What you need to do:
Can you reproduce the Choquequirao trek text word for word, starting at "The most complete" and running up to and including "most hidden refuges."?

The most complete and challenging adventure in Cusco is, without a doubt, the Cusco-Choquequirao-Machu Picchu trekking route. It is estimated that this little-known hike covers a total of 115 kilometers, taking you through places of incredible scenic beauty. The highlights of this trek are the archaeological complex of Choquequirao, known as the ‘Last Inca Refuge’, and the Inca Citadel of Machu Picchu, one of the Wonders of the World. Join us as we explore this 8-day, 7-night adventure, immersing ourselves in the Incas’ most hidden refuges.
Choquequirao: The Last Inca Refuge
The ruins of Choquequirao, an ancient Inca city, are located among the majestic mountains of the snow-capped Salkantay in Cusco. Discovered by the American explorer Hiram Bingham in 1909, these ruins are considered the ‘Last Inca Refuge’. Although only 30% of this immense site has been excavated, its uncanny resemblance to Machu Picchu makes it a unique tourist attraction. It is called the ‘Sacred Sister of Machu Picchu’ due to its architectural similarity to the Inca Citadel. Reaching Choquequirao involves a challenging 2-day trekking route, crossing rivers, high mountains and impressive landscapes.

Excerpted data:
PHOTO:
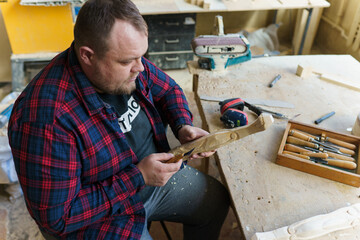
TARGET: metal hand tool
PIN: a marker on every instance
(338, 142)
(259, 110)
(332, 154)
(339, 150)
(293, 148)
(331, 162)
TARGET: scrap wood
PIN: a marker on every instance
(220, 138)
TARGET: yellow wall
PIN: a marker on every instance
(33, 29)
(336, 25)
(5, 53)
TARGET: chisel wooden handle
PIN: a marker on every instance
(339, 156)
(346, 150)
(341, 163)
(341, 143)
(298, 141)
(293, 148)
(297, 155)
(300, 135)
(331, 162)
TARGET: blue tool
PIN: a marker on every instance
(217, 52)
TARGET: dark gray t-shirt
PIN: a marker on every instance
(133, 123)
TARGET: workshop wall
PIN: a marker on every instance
(5, 53)
(339, 29)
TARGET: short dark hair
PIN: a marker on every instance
(96, 19)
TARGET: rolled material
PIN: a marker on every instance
(356, 128)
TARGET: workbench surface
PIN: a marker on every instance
(181, 6)
(267, 196)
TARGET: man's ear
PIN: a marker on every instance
(86, 55)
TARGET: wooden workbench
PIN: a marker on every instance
(267, 196)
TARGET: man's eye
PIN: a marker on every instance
(125, 62)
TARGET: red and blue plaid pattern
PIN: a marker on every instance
(76, 169)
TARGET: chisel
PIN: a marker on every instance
(298, 141)
(331, 162)
(339, 150)
(337, 142)
(293, 148)
(331, 154)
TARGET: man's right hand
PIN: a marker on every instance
(154, 169)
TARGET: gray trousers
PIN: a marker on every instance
(192, 198)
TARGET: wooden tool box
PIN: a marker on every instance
(350, 177)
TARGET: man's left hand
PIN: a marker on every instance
(189, 133)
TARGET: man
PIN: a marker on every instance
(88, 138)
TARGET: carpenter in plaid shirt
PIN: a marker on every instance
(88, 138)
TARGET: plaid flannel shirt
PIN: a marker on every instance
(76, 169)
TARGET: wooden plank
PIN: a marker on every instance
(251, 5)
(301, 18)
(312, 30)
(147, 7)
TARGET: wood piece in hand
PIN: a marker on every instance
(221, 138)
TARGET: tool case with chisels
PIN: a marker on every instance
(320, 152)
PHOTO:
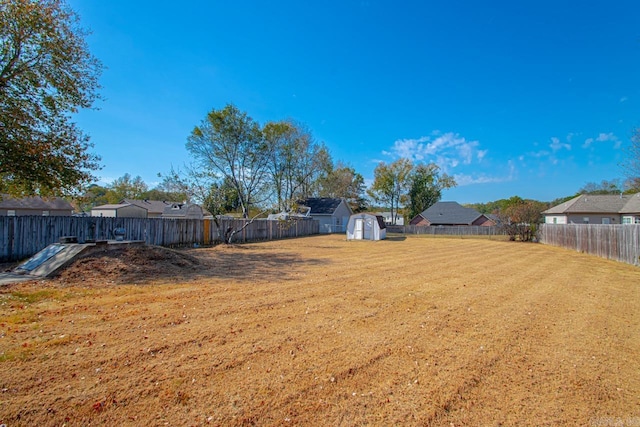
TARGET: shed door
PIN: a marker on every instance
(358, 229)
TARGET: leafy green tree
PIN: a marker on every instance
(229, 144)
(520, 218)
(46, 74)
(605, 187)
(343, 181)
(390, 184)
(127, 187)
(426, 185)
(296, 164)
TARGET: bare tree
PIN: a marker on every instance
(229, 144)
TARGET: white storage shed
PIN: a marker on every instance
(364, 226)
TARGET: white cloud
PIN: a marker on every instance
(482, 178)
(603, 137)
(557, 145)
(447, 150)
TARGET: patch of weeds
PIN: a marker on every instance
(20, 318)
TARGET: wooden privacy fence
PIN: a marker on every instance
(617, 242)
(457, 230)
(23, 236)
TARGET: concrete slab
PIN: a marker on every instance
(9, 278)
(56, 258)
(53, 258)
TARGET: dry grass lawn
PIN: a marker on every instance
(320, 331)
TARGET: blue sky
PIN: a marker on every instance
(533, 99)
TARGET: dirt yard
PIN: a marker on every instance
(320, 331)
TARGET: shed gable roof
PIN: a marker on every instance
(442, 213)
(152, 206)
(114, 206)
(35, 203)
(592, 203)
(632, 206)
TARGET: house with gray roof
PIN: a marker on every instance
(332, 213)
(119, 210)
(155, 208)
(36, 205)
(596, 209)
(183, 211)
(450, 213)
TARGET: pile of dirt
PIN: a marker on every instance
(133, 264)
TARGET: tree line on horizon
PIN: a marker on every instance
(47, 74)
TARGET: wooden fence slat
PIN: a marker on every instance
(24, 236)
(616, 242)
(460, 230)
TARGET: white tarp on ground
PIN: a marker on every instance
(363, 226)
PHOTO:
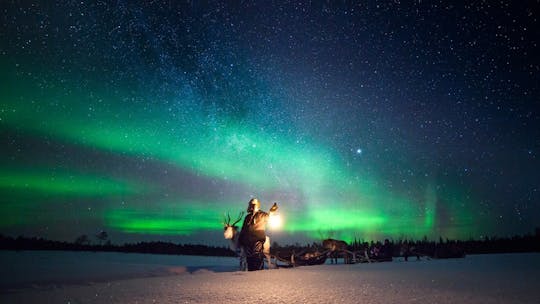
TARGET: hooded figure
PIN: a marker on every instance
(253, 234)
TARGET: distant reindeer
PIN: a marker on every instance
(336, 247)
(231, 233)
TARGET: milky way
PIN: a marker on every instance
(152, 119)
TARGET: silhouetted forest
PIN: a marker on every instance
(444, 248)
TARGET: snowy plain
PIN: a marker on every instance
(87, 277)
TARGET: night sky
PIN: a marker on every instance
(151, 119)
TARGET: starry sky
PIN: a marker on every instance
(151, 119)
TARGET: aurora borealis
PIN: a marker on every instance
(151, 119)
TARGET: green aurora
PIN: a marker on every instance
(335, 201)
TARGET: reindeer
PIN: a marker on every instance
(335, 247)
(231, 233)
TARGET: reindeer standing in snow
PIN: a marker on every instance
(231, 233)
(336, 247)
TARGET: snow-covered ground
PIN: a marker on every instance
(71, 277)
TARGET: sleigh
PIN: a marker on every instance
(301, 259)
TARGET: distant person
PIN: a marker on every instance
(253, 234)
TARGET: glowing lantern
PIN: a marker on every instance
(274, 221)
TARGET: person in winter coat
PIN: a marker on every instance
(253, 234)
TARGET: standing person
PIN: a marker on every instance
(253, 234)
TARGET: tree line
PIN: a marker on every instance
(515, 244)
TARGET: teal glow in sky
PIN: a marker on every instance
(151, 122)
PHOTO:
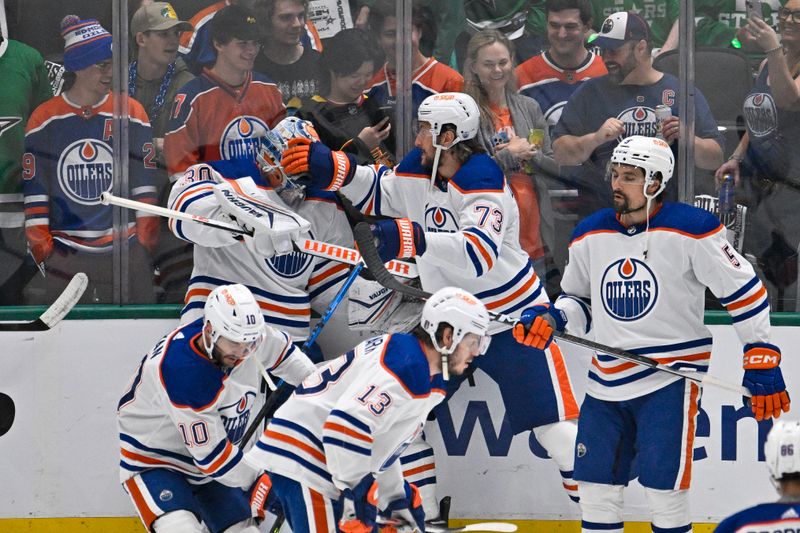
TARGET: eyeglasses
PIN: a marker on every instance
(785, 13)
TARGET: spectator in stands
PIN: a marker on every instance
(226, 112)
(661, 16)
(154, 77)
(344, 117)
(768, 150)
(283, 58)
(506, 120)
(621, 104)
(67, 165)
(428, 75)
(25, 86)
(551, 77)
(196, 49)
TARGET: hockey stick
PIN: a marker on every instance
(500, 527)
(366, 243)
(325, 250)
(57, 310)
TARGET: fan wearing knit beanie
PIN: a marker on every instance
(67, 165)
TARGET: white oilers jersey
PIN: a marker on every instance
(654, 306)
(285, 286)
(471, 225)
(352, 417)
(183, 413)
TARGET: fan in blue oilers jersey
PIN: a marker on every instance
(332, 450)
(782, 454)
(456, 216)
(636, 279)
(182, 419)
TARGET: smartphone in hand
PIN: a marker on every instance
(753, 9)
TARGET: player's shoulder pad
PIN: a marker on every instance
(190, 379)
(323, 196)
(602, 220)
(405, 360)
(685, 219)
(479, 174)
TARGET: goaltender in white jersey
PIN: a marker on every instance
(341, 433)
(182, 419)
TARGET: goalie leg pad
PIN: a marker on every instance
(670, 510)
(179, 522)
(601, 507)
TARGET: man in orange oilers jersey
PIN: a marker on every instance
(225, 112)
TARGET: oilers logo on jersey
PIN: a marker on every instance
(85, 170)
(236, 415)
(242, 137)
(761, 114)
(638, 120)
(440, 219)
(290, 265)
(630, 289)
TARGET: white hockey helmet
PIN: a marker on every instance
(458, 109)
(651, 154)
(233, 313)
(782, 449)
(462, 311)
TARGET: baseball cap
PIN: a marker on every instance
(156, 17)
(619, 28)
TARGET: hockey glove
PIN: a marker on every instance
(262, 499)
(764, 379)
(360, 507)
(536, 325)
(405, 514)
(324, 169)
(398, 238)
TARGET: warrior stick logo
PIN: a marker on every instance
(629, 289)
(6, 123)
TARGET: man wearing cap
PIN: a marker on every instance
(227, 111)
(154, 77)
(607, 109)
(68, 163)
(25, 86)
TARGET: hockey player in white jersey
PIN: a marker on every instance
(636, 280)
(455, 214)
(782, 454)
(182, 419)
(286, 283)
(332, 450)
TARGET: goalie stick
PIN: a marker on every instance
(326, 250)
(366, 243)
(57, 310)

Solved exercise:
The most complete and challenging adventure in Cusco is, without a doubt, the Cusco-Choquequirao-Machu Picchu trekking route. It is estimated that this little-known hike covers a total of 115 kilometers, taking you through places of incredible scenic beauty. The highlights of this trek are the archaeological complex of Choquequirao, known as the ‘Last Inca Refuge’, and the Inca Citadel of Machu Picchu, one of the Wonders of the World. Join us as we explore this 8-day, 7-night adventure, immersing ourselves in the Incas’ most hidden refuges.